*DIRECTION:*
Revise every one of the items below by replacing "one point per instance" with "a single point for each instance" and keeping everything else unchanged. Leave the pictures out of your answer.

=== DATA SUPPLIED ===

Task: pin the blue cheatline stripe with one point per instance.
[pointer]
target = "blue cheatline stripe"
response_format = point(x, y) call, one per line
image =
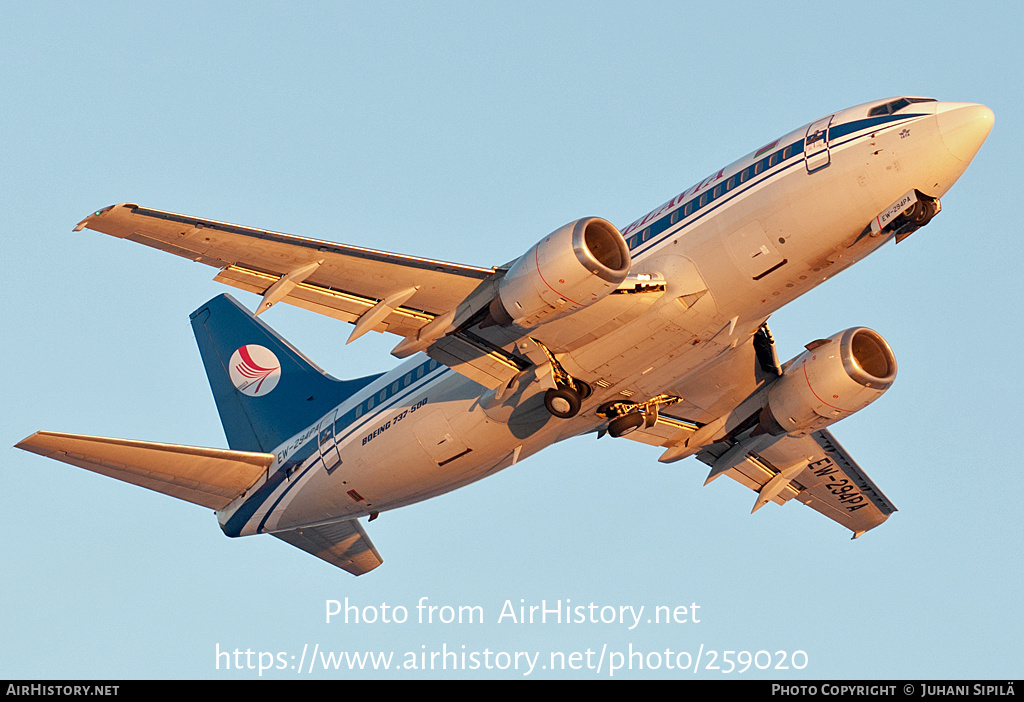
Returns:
point(650, 233)
point(246, 512)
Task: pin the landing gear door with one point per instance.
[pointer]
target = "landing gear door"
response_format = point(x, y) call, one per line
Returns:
point(328, 445)
point(816, 154)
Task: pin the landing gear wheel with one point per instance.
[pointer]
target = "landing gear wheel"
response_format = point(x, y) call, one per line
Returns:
point(562, 402)
point(627, 424)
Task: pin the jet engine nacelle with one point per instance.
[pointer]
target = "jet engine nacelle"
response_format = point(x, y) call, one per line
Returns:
point(835, 378)
point(570, 268)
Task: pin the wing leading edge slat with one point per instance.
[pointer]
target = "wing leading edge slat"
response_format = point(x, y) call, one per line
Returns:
point(365, 273)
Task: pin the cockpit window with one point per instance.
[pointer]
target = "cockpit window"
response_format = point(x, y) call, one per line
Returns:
point(894, 106)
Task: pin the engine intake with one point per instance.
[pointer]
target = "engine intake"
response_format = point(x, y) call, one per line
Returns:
point(570, 268)
point(835, 378)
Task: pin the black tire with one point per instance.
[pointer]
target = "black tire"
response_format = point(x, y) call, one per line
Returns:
point(627, 424)
point(562, 402)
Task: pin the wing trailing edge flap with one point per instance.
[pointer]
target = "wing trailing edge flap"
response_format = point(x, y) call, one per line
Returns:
point(336, 279)
point(210, 477)
point(344, 544)
point(813, 469)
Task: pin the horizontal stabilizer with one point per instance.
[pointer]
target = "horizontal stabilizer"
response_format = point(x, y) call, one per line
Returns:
point(211, 477)
point(344, 544)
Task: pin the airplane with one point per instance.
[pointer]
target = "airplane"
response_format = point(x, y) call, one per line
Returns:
point(656, 333)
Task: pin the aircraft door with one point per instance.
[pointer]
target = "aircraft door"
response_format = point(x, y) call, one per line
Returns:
point(816, 155)
point(328, 445)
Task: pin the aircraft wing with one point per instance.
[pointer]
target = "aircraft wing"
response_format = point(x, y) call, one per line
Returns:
point(402, 293)
point(813, 469)
point(344, 544)
point(211, 477)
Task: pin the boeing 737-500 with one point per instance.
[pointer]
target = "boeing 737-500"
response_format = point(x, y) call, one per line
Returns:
point(656, 333)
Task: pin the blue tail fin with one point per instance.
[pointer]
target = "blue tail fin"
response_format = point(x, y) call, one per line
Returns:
point(266, 391)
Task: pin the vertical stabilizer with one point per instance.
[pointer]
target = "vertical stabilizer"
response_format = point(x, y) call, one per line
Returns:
point(265, 390)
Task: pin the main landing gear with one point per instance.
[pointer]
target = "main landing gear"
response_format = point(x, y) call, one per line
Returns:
point(629, 417)
point(564, 400)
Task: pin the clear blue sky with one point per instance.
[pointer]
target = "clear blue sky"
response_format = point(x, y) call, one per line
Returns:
point(467, 131)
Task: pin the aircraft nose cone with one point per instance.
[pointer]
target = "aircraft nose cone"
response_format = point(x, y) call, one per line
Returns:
point(965, 128)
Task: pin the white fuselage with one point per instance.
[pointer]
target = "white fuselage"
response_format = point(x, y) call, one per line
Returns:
point(732, 250)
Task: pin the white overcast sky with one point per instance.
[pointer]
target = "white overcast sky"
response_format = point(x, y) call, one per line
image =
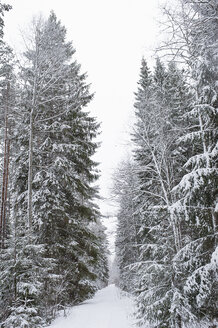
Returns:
point(110, 37)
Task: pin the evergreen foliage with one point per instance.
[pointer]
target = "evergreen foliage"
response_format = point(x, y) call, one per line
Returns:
point(175, 138)
point(56, 253)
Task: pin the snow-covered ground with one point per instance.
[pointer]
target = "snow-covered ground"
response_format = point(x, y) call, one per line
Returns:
point(108, 309)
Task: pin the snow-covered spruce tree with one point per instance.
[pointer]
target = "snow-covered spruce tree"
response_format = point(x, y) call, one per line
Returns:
point(61, 145)
point(160, 103)
point(127, 243)
point(197, 191)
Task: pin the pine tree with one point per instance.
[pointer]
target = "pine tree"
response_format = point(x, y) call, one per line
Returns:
point(127, 243)
point(54, 165)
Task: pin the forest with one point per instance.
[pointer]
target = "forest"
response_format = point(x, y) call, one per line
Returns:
point(53, 246)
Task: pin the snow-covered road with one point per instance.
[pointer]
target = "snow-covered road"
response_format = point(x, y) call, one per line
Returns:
point(108, 309)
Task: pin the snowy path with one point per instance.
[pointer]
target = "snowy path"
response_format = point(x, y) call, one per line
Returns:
point(108, 309)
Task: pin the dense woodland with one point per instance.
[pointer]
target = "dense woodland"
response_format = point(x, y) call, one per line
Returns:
point(53, 246)
point(53, 249)
point(167, 222)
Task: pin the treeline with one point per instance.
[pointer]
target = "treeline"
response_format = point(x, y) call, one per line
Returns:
point(52, 244)
point(167, 222)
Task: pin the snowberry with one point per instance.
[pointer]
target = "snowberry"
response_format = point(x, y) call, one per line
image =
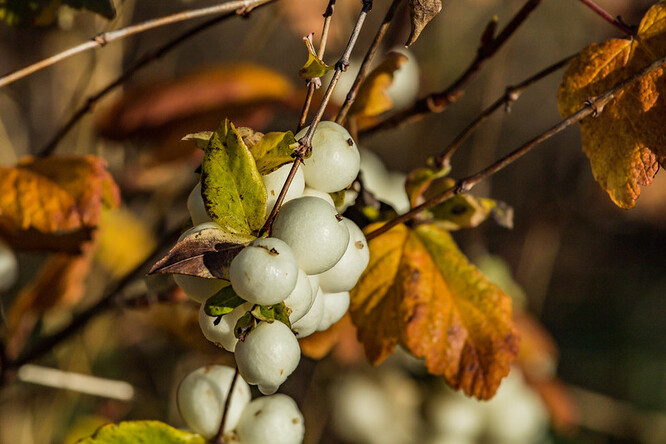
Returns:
point(335, 307)
point(271, 419)
point(220, 329)
point(264, 272)
point(335, 160)
point(308, 324)
point(196, 206)
point(300, 300)
point(275, 181)
point(201, 397)
point(268, 355)
point(314, 231)
point(344, 275)
point(320, 194)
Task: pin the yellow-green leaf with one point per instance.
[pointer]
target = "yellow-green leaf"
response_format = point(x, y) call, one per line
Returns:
point(314, 67)
point(134, 432)
point(273, 150)
point(625, 142)
point(231, 186)
point(421, 292)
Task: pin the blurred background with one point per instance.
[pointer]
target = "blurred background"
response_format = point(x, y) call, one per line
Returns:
point(590, 273)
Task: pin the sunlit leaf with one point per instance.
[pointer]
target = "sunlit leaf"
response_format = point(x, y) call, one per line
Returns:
point(133, 432)
point(206, 253)
point(372, 98)
point(625, 142)
point(421, 292)
point(231, 186)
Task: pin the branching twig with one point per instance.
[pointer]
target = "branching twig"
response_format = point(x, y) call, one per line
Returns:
point(365, 65)
point(594, 106)
point(609, 18)
point(437, 102)
point(312, 83)
point(127, 74)
point(305, 143)
point(219, 438)
point(100, 40)
point(511, 94)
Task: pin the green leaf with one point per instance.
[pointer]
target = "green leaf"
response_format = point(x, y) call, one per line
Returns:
point(223, 302)
point(314, 67)
point(273, 151)
point(231, 186)
point(135, 432)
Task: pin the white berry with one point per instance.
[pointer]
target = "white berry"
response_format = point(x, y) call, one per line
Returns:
point(335, 160)
point(335, 307)
point(268, 355)
point(344, 275)
point(201, 397)
point(275, 181)
point(265, 272)
point(300, 300)
point(271, 419)
point(308, 324)
point(220, 329)
point(311, 227)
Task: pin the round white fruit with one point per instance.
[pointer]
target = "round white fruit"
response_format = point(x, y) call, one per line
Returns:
point(320, 194)
point(314, 231)
point(264, 272)
point(308, 324)
point(344, 275)
point(335, 161)
point(269, 354)
point(271, 419)
point(220, 329)
point(300, 300)
point(335, 307)
point(201, 397)
point(196, 206)
point(275, 181)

===

*COMPLETED TASK:*
Task: pin the blue cheatline stripe with a single point for each instance.
[pointer]
target = "blue cheatline stripe"
response_format = point(x, y) call, one per line
image =
Returns:
point(650, 233)
point(246, 512)
Task: pin the landing gear door with a single point for each instance.
[pointer]
target = "landing gear door"
response_format = point(x, y) call, one per line
Returns:
point(328, 445)
point(816, 154)
Task: pin the landing gear wheel with a single point for each instance.
[pointer]
target = "landing gear wheel"
response_format = point(x, y) call, one per line
Returns:
point(562, 402)
point(627, 424)
Task: pin the jet engine nacelle with a single point for each instance.
[pointer]
target = "jet engine nacelle"
response_format = point(x, y) call, one per line
Returns:
point(835, 378)
point(570, 268)
Task: pin the wing leading edge slat with a single point for each instance.
[pointer]
target = "wing leading edge slat"
response_format = point(x, y) call, one per line
Returns:
point(365, 273)
Task: pin the cockpit window with a single point for each instance.
[pointer]
target = "cockpit window"
response_format = point(x, y) call, one per line
Returns:
point(894, 106)
Task: pin the engine intake with a single point for each instance.
[pointer]
target = "engine intake"
response_format = point(x, y) call, one per line
Returns:
point(570, 268)
point(835, 378)
Task: pin the black tire with a single point for each instance.
[pointer]
target = "black tire"
response_format = point(x, y) call, one per line
Returns:
point(627, 424)
point(562, 402)
Task: pin the wing trailing edge flap with a single point for each instance.
[pointer]
target = "wing trailing edge flap"
response_format = point(x, y) call, one per line
Returns:
point(336, 279)
point(210, 477)
point(344, 544)
point(813, 469)
Task: pin the horizontal stabilizer with a single point for each instance.
[pointer]
target = "horizontal stabilizer"
response_format = point(x, y) call, one per line
Returns:
point(211, 477)
point(344, 544)
Task: pin the airplane with a single point for each instance.
[pointer]
target = "airplane"
response_format = point(x, y) call, one per line
Returns:
point(656, 333)
Task: pin the aircraft door with a single point for each instance.
[pointer]
target = "aircraft door"
response_format = point(x, y) call, one per line
Returns:
point(816, 155)
point(328, 445)
Task: pin the aircraft wing with a single point for each instance.
[pointer]
target = "aircraft wing"
response_format = point(x, y) call, one per line
Returns:
point(402, 293)
point(813, 469)
point(344, 544)
point(211, 477)
Task: pin the boeing 737-500 with a single point for each instance.
[pointer]
target = "boeing 737-500"
response_format = point(x, y) call, one per line
Returns:
point(656, 333)
Task: pin the blue tail fin with a single point for each instance.
[pointer]
target = "blue tail fin"
response_format = point(x, y) call, one per line
Returns:
point(266, 391)
Task: pin the vertical stabilizer with a single point for each instance.
[pointer]
target = "vertical stabilizer"
response_format = point(x, y) call, one per line
Returns:
point(265, 390)
Task: pin the main landing gear with a single point for each instance.
[pointer]
target = "main landing gear"
response_format = point(x, y) call, one per line
Returns:
point(629, 417)
point(564, 400)
Task: pin the clear blue sky with a single point for each instance.
[pointer]
target = "clear blue sky"
response_format = point(x, y) call, one per line
Returns:
point(467, 131)
Task: pin the aircraft nose cone with a single point for each instance.
[pointer]
target = "aircraft nose cone"
response_format = point(x, y) call, one per line
Returns:
point(965, 128)
Task: pin the white fuselage with a single point for each instance.
[pointer]
target = "white fuselage"
response_format = point(x, y) call, one per line
Returns:
point(732, 250)
Task: pin the white overcast sky with a single point for each instance.
[pointer]
target = "white overcast sky"
response_format = point(x, y) call, one per line
image =
Returns:
point(110, 37)
Task: pin the evergreen foliage with a single point for each instance.
[pointer]
target = "evergreen foliage"
response_format = point(x, y) call, one per line
Returns:
point(175, 138)
point(56, 253)
Task: pin the snow-covered ground with a single point for each instance.
[pointer]
target = "snow-covered ground"
response_format = point(x, y) call, one per line
Returns:
point(108, 309)
Task: pin the snow-covered spruce tree with a single point for each instance.
[pointer]
target = "snow-covered spruce tree"
response_format = point(x, y) call, one per line
Returns:
point(61, 145)
point(160, 103)
point(127, 243)
point(197, 191)
Task: pin the pine tree with a single point for each instance.
[pointer]
target = "pine tree"
response_format = point(x, y) call, one per line
Returns:
point(127, 243)
point(54, 165)
Task: pin the forest with a single point for each instance.
[pointer]
target = "forest"
response_format = point(x, y) call, one per line
Returns:
point(53, 246)
Task: pin the snow-covered road with a single point for each instance.
[pointer]
target = "snow-covered road"
response_format = point(x, y) call, one per line
Returns:
point(108, 309)
Task: pin the snowy path with a single point for each instance.
[pointer]
target = "snowy path"
response_format = point(x, y) call, one per line
Returns:
point(108, 309)
Task: pin the dense woodland with a single point for each instance.
[pointer]
target = "dense woodland"
response_format = point(x, y) call, one per line
Returns:
point(53, 246)
point(53, 249)
point(167, 222)
Task: pin the treeline with a single point for each instance.
[pointer]
target = "treeline"
response_format = point(x, y) call, one per line
Returns:
point(52, 244)
point(167, 222)
Task: pin the snowberry with a single point for each instance.
[pointer]
target = "snowberry"
response_format = point(x, y) call, one per line
image =
Returns:
point(335, 307)
point(271, 419)
point(220, 329)
point(264, 272)
point(335, 160)
point(308, 324)
point(196, 206)
point(300, 300)
point(275, 181)
point(201, 397)
point(268, 355)
point(314, 231)
point(344, 275)
point(320, 194)
Task: pin the yellow-green leaf with a single point for each instance.
[pointer]
target = "yellow-green leaf"
response_format = point(x, y) call, one per line
Returns:
point(314, 67)
point(134, 432)
point(273, 150)
point(625, 142)
point(231, 186)
point(421, 292)
Task: pin the blurred background with a single point for each instance.
[pointer]
target = "blurred background"
response_format = point(x, y) call, one per line
Returns:
point(590, 273)
Task: pin the sunlit leaf with a single point for each instance.
[pointer]
target = "sunlit leaf"
response_format = point(x, y) call, one per line
Returns:
point(133, 432)
point(206, 253)
point(372, 98)
point(625, 142)
point(421, 292)
point(231, 186)
Task: pin the branching twig with a single point for each instance.
[pointer]
target = "branching twig"
response_format = point(x, y) call, one per line
Returns:
point(365, 65)
point(594, 106)
point(609, 18)
point(437, 102)
point(312, 83)
point(127, 74)
point(305, 143)
point(219, 438)
point(100, 40)
point(511, 94)
Task: pin the green leaf with a single point for each instance.
[pointer]
target = "green leaf"
response_format = point(x, y) call, one per line
Returns:
point(223, 302)
point(314, 67)
point(273, 151)
point(231, 186)
point(135, 432)
Task: pin the white berry with a single point for each instance.
[pointer]
target = "white berry"
response_format = point(x, y) call, one per line
Returns:
point(335, 160)
point(335, 307)
point(268, 355)
point(344, 275)
point(201, 397)
point(275, 181)
point(265, 272)
point(300, 300)
point(271, 419)
point(308, 324)
point(220, 329)
point(311, 227)
Task: pin the round white fruit with a single point for each instance.
[pointer]
target = "round white fruit"
response_format = point(x, y) call, one per line
Returns:
point(320, 194)
point(314, 231)
point(264, 272)
point(308, 324)
point(344, 275)
point(335, 161)
point(269, 354)
point(271, 419)
point(220, 329)
point(300, 300)
point(335, 307)
point(201, 397)
point(196, 206)
point(275, 181)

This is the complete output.